What voltage are you trying to find?

Also, the cap would not be 10pf as that is way too small, especially with a 1kHz switching frequency.
 
Hi

What voltage are you trying to find?

The voltage on the left of inductor titled "Voltage?" in Figure 3 just before the switch is opened.

Also, the cap would not be 10pf as that is way too small, especially with a 1kHz switching frequency.

Then, you might make it 50pF. I just made up those numbers.

Thank you.
 
Hi,

We already said what that voltage was didnt we? It's the same as the power supply voltage.

50pf is still far too small. More like 1uf or 10uf, but at 1kHz much much larger. Consider at 50kHz a typical value is 1000uf.
 
Hi

We already said what that voltage was didnt we? It's the same as the power supply voltage.

I'm afraid that no one said anything about that voltage, or I might be missing it.

Let's step through Figure 2 and Figure 3 here again.

In Figure 2, the switch has just been closed. Before the switch was just closed, both inductor and capacitor were supplying enough current that voltage drop across 20 ohm load was 9.8V and this goes without saying that note before the switch was closed the capacitor was being discharged and inductor's current was decreasing. But the capacitor starts getting charged and inductor's current also starts increasing from its previously descending value as the switch is closed. Basically two things are happening. First, the voltage on the left of inductor starts decreasing from applied voltage value which in our case is 20V and meanwhile magnetic field of inductor also starts expanding. Second, the capacitor is getting charged up and at the same time voltage is being dropped across the load and this means that current is being supplied to both capacitor and load. These "two things" will continue until voltage drop across the load (or, capacitor's voltage) has reached the value of 10.2V and at that instant switched is opened again.

And you can make it 50uF if 50pF is too small. Thank you.

Regards
PG
 
When the switch is conducting, you get the source voltage on the left of the inductor, load voltage on the right of the inductor. The inductor is capable of keeping this voltage difference only if the current through the inductor increases. If the rate of current increase slows down, the ability of the inductor to develop voltage diminishes and the voltage accross the inductor will start dropping. As a result of this voltage decrease accross the inductor, either voltage on the left has to decrease or voltage on the right has to increase (or a combination of both).

If you have industrial power supply on the left and resistor on the right, then power supply will wins. Voltage on the left keeps steady, voltage on the right increases.

If you have a solar panel on the left and battery on the right, then battery wins. Voltage on the battery changes little, but panel voltage drops.

If you have an industrial power supply on the left and battery on the right, they'll fight hard and you better be at a safe distance when inductor saturates.
 
Hi



I'm afraid that no one said anything about that voltage, or I might be missing it.

Let's step through Figure 2 and Figure 3 here again.

•••

> **PROMPT A**:
Answer these from the switching-circuit thread:
(i) What switching frequency is paired with the point that the capacitor value is too small?
(ii) What voltage drop across the 20 ohm load is given for the moment before the switch was closed?
(iii) With a solar panel on the left and a battery on the right, which side wins?
> **PROMPT B**: Carry the switching-circuit thread forward from its final line.
The data that follows is not needed for any of the tasks.

•••

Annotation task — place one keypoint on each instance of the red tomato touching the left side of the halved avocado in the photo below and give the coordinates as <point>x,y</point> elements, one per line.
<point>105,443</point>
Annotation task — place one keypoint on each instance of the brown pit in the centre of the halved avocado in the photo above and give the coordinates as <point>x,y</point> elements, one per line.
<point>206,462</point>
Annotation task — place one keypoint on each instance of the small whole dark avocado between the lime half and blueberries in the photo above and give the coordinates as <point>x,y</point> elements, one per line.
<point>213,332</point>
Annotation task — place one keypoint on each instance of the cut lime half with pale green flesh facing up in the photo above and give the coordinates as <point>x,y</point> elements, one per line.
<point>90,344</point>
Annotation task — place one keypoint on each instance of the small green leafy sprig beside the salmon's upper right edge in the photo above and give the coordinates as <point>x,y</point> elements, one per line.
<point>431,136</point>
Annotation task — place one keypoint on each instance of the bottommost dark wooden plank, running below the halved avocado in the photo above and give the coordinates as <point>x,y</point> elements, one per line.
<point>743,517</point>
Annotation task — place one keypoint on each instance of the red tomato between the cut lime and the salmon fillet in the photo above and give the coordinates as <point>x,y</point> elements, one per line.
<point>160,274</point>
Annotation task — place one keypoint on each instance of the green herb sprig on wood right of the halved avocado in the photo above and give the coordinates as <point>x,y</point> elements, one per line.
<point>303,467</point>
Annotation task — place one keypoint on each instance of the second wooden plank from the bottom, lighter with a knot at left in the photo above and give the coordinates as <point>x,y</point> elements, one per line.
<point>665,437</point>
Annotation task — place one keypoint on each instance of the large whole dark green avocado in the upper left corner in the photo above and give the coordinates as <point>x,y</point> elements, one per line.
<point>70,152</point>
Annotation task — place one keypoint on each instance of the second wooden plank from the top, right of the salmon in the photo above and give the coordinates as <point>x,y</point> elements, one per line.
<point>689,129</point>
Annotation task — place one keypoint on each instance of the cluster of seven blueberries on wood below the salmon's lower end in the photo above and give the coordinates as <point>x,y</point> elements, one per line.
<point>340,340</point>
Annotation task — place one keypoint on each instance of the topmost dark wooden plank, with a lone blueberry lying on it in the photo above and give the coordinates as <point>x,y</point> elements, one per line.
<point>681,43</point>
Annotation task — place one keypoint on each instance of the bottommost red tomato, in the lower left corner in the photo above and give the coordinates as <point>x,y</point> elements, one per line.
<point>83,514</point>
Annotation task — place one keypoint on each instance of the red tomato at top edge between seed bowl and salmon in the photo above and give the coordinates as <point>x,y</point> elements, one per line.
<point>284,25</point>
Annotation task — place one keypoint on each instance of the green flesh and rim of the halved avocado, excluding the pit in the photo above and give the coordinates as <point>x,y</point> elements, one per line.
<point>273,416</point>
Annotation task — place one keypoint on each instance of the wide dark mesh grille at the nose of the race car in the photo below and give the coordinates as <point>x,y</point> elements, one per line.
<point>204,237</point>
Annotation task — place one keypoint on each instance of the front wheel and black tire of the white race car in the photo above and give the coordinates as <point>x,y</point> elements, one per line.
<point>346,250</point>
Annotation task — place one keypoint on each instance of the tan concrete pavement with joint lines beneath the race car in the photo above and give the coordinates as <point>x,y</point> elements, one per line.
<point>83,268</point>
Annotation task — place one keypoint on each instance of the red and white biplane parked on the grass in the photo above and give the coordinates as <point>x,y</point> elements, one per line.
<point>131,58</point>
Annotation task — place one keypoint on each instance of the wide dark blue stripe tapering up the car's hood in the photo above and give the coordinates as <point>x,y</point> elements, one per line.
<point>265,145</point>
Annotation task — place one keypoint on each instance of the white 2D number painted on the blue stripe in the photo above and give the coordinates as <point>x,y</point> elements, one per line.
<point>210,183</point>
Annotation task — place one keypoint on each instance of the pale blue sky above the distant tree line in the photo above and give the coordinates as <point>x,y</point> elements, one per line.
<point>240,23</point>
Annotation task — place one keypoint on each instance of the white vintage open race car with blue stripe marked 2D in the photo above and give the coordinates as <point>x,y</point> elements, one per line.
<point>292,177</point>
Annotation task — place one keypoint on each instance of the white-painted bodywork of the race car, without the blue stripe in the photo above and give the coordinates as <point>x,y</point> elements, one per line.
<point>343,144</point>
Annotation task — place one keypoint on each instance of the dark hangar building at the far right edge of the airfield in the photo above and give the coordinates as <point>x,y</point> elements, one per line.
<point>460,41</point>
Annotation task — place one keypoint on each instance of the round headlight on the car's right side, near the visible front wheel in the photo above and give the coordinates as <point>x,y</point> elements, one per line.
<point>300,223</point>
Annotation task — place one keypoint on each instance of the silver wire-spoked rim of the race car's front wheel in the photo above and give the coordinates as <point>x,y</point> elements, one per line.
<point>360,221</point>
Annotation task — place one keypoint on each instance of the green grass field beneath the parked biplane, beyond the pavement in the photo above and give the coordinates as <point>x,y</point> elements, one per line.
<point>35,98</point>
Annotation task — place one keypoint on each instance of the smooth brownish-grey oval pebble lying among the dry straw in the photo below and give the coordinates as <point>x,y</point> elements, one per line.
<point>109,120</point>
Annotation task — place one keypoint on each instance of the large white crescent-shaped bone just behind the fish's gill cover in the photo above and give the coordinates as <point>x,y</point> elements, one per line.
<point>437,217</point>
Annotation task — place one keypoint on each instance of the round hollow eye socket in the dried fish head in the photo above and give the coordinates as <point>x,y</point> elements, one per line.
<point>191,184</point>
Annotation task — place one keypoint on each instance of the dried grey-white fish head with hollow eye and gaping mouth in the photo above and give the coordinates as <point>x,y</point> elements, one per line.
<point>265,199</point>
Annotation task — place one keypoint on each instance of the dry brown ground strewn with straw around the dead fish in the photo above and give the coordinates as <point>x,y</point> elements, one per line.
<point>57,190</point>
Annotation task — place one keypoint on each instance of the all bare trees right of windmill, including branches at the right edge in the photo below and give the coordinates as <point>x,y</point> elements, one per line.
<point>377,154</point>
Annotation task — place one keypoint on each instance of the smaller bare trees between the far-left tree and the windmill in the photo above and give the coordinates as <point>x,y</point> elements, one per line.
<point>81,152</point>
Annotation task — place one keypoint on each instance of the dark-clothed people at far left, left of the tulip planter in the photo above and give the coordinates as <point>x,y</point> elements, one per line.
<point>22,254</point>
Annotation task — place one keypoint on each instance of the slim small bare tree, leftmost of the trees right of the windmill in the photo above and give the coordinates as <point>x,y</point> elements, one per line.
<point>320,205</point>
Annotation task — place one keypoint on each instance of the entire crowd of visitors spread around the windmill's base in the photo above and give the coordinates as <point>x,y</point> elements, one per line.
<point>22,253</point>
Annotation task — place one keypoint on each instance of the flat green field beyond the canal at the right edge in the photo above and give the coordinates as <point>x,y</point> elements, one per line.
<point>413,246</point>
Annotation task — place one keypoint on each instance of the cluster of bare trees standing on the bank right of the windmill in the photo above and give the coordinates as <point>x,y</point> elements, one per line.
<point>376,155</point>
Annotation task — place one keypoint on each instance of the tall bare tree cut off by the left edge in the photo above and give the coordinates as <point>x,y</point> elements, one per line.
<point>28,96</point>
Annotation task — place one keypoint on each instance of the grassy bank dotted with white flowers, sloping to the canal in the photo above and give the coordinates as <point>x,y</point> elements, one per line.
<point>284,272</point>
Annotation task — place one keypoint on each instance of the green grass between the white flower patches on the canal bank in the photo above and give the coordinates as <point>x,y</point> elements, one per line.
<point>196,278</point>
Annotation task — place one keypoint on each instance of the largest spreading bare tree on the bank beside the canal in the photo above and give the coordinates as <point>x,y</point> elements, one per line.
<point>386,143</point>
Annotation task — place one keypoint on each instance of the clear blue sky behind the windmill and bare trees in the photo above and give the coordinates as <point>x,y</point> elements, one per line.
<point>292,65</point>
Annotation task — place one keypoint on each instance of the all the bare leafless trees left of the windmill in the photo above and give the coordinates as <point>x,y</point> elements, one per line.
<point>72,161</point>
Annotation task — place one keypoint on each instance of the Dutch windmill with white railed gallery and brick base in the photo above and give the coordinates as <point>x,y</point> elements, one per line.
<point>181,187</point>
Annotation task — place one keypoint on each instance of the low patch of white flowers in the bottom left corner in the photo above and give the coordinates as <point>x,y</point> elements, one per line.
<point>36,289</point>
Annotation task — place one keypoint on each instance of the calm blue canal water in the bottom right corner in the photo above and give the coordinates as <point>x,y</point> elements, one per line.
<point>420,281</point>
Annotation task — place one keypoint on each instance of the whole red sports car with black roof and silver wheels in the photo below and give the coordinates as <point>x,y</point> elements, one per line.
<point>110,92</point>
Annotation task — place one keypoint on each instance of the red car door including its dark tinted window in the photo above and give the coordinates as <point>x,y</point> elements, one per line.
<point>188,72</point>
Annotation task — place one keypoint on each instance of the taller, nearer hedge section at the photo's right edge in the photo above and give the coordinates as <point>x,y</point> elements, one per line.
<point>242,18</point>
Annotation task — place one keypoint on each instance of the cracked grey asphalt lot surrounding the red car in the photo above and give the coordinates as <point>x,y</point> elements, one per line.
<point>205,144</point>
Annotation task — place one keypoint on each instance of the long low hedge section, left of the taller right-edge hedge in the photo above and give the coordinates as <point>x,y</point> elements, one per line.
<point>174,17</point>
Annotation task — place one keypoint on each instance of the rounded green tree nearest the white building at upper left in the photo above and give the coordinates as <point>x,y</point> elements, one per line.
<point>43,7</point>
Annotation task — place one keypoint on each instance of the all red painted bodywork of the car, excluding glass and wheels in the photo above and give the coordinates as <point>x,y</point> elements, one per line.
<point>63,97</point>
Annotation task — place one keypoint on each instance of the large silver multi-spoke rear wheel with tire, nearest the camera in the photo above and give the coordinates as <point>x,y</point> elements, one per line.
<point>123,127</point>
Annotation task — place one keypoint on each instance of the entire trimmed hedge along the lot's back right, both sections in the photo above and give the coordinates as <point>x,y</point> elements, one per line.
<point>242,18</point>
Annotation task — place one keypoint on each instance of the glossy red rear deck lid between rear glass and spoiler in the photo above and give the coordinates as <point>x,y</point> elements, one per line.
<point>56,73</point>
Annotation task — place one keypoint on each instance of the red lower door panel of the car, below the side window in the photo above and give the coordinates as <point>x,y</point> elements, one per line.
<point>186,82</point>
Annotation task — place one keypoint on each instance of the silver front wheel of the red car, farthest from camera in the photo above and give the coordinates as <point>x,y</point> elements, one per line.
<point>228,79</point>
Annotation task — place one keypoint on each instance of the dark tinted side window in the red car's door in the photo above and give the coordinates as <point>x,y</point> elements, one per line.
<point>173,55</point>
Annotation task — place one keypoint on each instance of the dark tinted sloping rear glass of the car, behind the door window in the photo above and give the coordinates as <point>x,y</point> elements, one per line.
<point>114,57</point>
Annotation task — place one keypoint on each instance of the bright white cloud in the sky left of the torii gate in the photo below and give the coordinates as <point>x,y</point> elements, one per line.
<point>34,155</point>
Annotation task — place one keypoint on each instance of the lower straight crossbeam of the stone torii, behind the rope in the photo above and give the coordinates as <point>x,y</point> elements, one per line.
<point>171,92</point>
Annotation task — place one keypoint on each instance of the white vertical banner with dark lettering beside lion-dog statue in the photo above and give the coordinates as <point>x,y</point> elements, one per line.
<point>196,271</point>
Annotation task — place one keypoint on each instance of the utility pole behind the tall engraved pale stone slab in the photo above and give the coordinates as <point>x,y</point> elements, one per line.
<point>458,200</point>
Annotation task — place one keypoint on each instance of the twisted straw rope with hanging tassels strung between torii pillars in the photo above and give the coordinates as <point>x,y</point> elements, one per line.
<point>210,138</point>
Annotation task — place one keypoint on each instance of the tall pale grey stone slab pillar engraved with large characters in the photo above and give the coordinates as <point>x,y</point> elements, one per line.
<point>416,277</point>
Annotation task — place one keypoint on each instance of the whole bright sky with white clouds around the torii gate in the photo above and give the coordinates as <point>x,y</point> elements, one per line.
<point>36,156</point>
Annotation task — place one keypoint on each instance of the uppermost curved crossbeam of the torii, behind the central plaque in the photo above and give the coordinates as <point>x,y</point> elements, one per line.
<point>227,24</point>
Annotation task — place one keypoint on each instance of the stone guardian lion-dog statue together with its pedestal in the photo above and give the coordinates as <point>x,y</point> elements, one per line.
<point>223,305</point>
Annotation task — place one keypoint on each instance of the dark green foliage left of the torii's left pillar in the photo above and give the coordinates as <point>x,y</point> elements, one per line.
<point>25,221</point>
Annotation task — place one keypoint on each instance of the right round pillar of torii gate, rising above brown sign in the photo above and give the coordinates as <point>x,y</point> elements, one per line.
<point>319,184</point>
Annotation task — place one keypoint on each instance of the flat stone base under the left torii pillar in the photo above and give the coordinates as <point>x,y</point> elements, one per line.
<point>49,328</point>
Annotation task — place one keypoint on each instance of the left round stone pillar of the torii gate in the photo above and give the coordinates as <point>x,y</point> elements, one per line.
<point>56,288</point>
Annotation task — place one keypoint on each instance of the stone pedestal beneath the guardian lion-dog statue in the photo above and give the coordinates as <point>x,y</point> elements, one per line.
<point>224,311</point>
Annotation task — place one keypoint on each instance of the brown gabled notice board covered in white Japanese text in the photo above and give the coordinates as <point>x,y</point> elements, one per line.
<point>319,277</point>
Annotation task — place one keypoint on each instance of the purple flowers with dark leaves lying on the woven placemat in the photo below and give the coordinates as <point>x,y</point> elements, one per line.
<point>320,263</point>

•••

> **TASK RESPONSE A**:
(i) 1kHz
(ii) 9.8V
(iii) The battery

> **TASK RESPONSE B**:
In Figure 2, the switch has just been closed. Before the switch was just closed, both inductor and capacitor were supplying enough current that voltage drop across 20 ohm load was 9.8V and this goes without saying that note before the switch was closed the capacitor was being discharged and inductor's current was decreasing. But the capacitor starts getting charged and inductor's current also starts increasing from its previously descending value as the switch is closed. Basically two things are happening. First, the voltage on the left of inductor starts decreasing from applied voltage value which in our case is 20V and meanwhile magnetic field of inductor also starts expanding. Second, the capacitor is getting charged up and at the same time voltage is being dropped across the load and this means that current is being supplied to both capacitor and load. These "two things" will continue until voltage drop across the load (or, capacitor's voltage) has reached the value of 10.2V and at that instant switched is opened again.

And you can make it 50uF if 50pF is too small. Thank you.

Regards
PG

Hi,

In figure 2 when the switch is open the inductor is supplying
current to the cap and load (assuming continuous operation)
and the diode is conducting, so the voltage on the left of the
inductor is about -0.5 volts. The voltage across the inductor
is 9.8+0.5 volts with the right side more positive, and the
current through the inductor is near some minimum value but
is not zero, and is flowing into the cap too.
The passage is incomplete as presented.